• _What you should do_
Please render the entries below as a JSON list of strings, with one string for each line and blank lines left out.

• _Material for the task_
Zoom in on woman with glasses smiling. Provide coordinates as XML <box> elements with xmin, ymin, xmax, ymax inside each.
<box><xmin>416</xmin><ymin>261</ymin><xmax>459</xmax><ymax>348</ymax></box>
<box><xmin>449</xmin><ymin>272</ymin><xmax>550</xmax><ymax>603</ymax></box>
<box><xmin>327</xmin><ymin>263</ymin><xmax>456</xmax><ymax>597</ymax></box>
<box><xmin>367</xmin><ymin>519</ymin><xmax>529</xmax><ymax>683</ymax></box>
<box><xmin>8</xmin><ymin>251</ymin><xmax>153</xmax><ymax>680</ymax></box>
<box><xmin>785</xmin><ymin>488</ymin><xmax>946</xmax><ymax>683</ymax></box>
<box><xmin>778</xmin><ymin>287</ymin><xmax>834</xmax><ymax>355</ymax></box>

• _Task response_
[
  "Zoom in on woman with glasses smiling. Provide coordinates as XML <box> elements with xmin, ymin, xmax, ymax inside each.",
  "<box><xmin>416</xmin><ymin>261</ymin><xmax>459</xmax><ymax>348</ymax></box>",
  "<box><xmin>449</xmin><ymin>272</ymin><xmax>550</xmax><ymax>603</ymax></box>",
  "<box><xmin>327</xmin><ymin>263</ymin><xmax>456</xmax><ymax>597</ymax></box>",
  "<box><xmin>367</xmin><ymin>519</ymin><xmax>529</xmax><ymax>683</ymax></box>",
  "<box><xmin>8</xmin><ymin>251</ymin><xmax>153</xmax><ymax>680</ymax></box>",
  "<box><xmin>785</xmin><ymin>488</ymin><xmax>946</xmax><ymax>683</ymax></box>",
  "<box><xmin>778</xmin><ymin>287</ymin><xmax>834</xmax><ymax>355</ymax></box>"
]